◆ LESETEXT
II. Im Interesse einer möglichst umfassenden Rechtsschutzgewährung versteht der erkennende Senat den Antrag des Antragstellers auf Wiedereinsetzung in den vorigen Stand (§ 56 FGO) als Antrag auf Beiordnung eines Notanwalts (§ 155 FGO i.V.m. § 78b der Zivilprozeßordnung —ZPO—).

1. Nach § 62a FGO muss sich jeder Beteiligte vor dem BFH durch eine Person i.S. des § 3 Nr. 1 des Steuerberatungsgesetzes (StBerG), ggf. durch Gesellschaften i.S. des § 3 Nrn. 2 und 3 StBerG vertreten lassen. Für einen Antrag auf Wiedereinsetzung in den vorigen Stand fehlt dem Antragsteller daher die Postulationsfähigkeit (vgl. z.B. Gräber/Koch, Finanzgerichtsordnung, 4. Aufl., § 62 Rdnr. 78, m.w.N.). Für einen Antrag auf Beiordnung eines Prozessbevollmächtigten besteht hingegen kein Vertretungszwang (vgl. z.B. , BFH/NV 2000, 1134).

2. Die gesetzlichen Voraussetzungen für die Beiordnung eines Notanwalts liegen jedoch nicht vor, da ein Rechtsmittel gegen das Urteil des FG keine Aussicht auf Erfolg hat.

Nach § 78b ZPO hat das Prozessgericht einer Partei auf ihren Antrag für den Rechtszug einen Rechtsanwalt zur Wahrnehmung ihrer Rechte beizuordnen, soweit eine Vertretung durch Anwälte geboten ist, wenn sie einen zu ihrer Vertretung bereiten Rechtsanwalt nicht findet und die Rechtsverfolgung oder Rechtsverteidigung nicht mutwillig oder aussichtslos erscheint. Diese Vorschrift ist im finanzgerichtlichen Verfahren entsprechend anzuwenden (§ 155 FGO).

◆ AUFGABEN
1 - Übertragen Sie aus dem Lesetext zur Beiordnung eines Notanwalts den Satz „Die gesetzlichen Voraussetzungen für die Beiordnung eines Notanwalts liegen jedoch nicht vor, da ein Rechtsmittel gegen das Urteil des FG keine Aussicht auf Erfolg hat.“ ins Englische.
2 - Führen Sie den Lesetext über die Beiordnung eines Notanwalts im Anschluss an seinen letzten Satz fort.

◆ DATENAUSZUG
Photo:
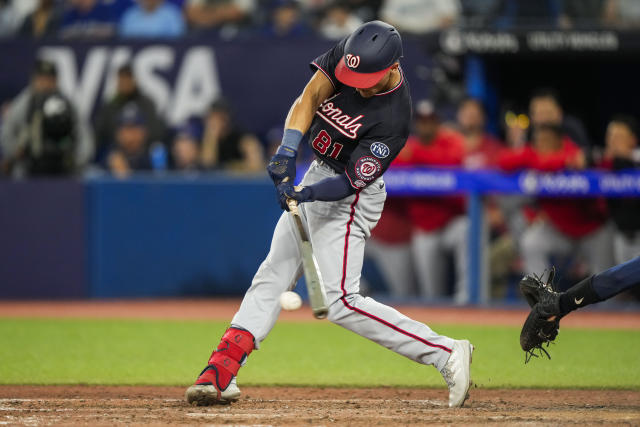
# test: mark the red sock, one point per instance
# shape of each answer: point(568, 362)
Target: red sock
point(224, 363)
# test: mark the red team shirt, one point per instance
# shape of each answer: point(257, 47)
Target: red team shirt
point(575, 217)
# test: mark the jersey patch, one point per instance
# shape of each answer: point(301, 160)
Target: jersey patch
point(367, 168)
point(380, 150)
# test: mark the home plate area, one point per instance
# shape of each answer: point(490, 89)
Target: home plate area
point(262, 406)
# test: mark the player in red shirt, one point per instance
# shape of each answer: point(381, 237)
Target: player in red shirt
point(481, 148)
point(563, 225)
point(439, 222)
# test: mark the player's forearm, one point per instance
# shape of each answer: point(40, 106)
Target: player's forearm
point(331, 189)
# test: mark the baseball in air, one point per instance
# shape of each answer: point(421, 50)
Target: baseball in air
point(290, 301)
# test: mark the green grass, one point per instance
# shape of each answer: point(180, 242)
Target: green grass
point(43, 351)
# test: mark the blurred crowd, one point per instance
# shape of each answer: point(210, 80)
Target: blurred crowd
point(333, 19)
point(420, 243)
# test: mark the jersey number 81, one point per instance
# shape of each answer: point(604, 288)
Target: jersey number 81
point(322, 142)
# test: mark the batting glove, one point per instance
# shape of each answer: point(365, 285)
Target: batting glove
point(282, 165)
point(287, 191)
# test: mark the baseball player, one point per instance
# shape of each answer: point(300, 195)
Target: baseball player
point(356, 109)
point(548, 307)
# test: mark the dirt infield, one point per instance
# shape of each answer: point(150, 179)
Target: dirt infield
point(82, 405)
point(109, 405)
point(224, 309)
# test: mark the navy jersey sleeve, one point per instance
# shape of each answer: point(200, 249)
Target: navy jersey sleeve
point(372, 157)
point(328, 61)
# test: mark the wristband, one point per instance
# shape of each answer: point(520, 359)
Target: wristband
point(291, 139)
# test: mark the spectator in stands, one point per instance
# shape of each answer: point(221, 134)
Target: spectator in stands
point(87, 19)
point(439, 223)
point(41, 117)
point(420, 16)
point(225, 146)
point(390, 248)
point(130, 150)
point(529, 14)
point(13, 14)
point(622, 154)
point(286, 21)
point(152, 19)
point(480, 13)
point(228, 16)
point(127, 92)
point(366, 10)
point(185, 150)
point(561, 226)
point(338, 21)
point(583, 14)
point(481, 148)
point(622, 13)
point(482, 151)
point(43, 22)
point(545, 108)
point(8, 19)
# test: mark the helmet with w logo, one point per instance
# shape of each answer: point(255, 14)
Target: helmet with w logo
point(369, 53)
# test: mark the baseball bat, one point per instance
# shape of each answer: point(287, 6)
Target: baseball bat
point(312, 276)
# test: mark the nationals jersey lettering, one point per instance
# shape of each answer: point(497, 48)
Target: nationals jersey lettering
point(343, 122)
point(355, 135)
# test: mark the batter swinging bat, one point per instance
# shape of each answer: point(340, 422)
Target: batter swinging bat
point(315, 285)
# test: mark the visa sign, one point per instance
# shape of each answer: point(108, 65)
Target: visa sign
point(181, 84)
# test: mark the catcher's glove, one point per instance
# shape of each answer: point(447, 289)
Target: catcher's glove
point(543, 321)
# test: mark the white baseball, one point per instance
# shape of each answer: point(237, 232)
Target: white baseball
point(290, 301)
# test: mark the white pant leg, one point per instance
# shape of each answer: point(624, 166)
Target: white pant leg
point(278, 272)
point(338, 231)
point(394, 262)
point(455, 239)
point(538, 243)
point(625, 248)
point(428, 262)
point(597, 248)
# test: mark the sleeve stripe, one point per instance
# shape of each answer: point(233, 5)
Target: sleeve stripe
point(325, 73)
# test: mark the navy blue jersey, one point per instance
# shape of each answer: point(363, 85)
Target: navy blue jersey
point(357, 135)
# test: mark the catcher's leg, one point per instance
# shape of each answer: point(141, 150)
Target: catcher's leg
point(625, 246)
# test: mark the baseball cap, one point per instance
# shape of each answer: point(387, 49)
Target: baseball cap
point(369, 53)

◆ LÖSUNGEN
1 - However, the statutory requirements for the appointment of an emergency attorney are not met, since an appeal against the judgment of the FG has no prospect of success.

2 -
Der Senat kann dahingestellt lassen, ob der Antragsteller hinreichend glaubhaft gemacht hat, dass zumindest sechs von der Steuerberaterkammer benannte Rechtsanwälte die kurzfristige Übernahme des Mandats abgelehnt haben (vgl. hierzu z.B. , BFH/NV 2000, 1133) und ob in Anbetracht der Fristversäumnis eine Wiedereinsetzung in den vorigen Stand möglich wäre (vgl. z.B. , BFH/NV 1996, 157). Da das FG nach § 94a FGO ohne mündliche Verhandlung entscheiden konnte, keine Anhaltspunkte für eine Prozessunfähigkeit des Antragstellers vorlagen und die Rechtmäßigkeit der Entscheidung des FG nicht in Frage steht, könnte ein Rechtsmittel gegen das Urteil keinen Erfolg haben:

a) Nach § 94a FGO kann das Gericht sein Verfahren nach billigem Ermessen bestimmen, wenn der Streitwert bei einer Klage, die eine Geldleistung betrifft, 1 000 DM nicht übersteigt. Unter den bezeichneten Voraussetzungen kann daher ohne mündliche Verhandlung entschieden werden, wenn der Antragsteller —wie hier— weder ausdrücklich noch konkludent Antrag auf mündliche Verhandlung gestellt hat (vgl. z.B. , BFH/NV 2000, 864). Eine vorherige Ankündigung, ohne mündliche Verhandlung zu entscheiden, ist nicht geboten (vgl. z.B. , BFH/NV 1996, 696).

Der Streitwert lag offensichtlich unter 1 000 DM. Die streitgegenständliche Einkommensteuer 1994 war zunächst zwar auf 5 057 DM festgesetzt worden. Sie wurde jedoch mit Bescheid vom bereits auf 346 DM herabgesetzt. Während des Klageverfahrens erging ein weiterer Einkommensteueränderungsbescheid am , in dem die Einkommensteuer noch niedriger festgesetzt wurde. Auch wenn der Senat davon ausgeht, dass mangels fristgerechter Antragstellung nach § 68 FGO der Änderungsbescheid vom nicht Gegenstand des Klageverfahrens geworden ist, lag der Streitwert aufgrund des Bescheides vom unter 1 000 DM. Die Frage, ob ggf. die nach den Steuerbescheiden vom und zu erstattenden Beträge tatsächlich erstattet wurden oder noch zu erstatten sind, ist nicht Gegenstand des hier anhängigen Steuerfestsetzungsverfahrens.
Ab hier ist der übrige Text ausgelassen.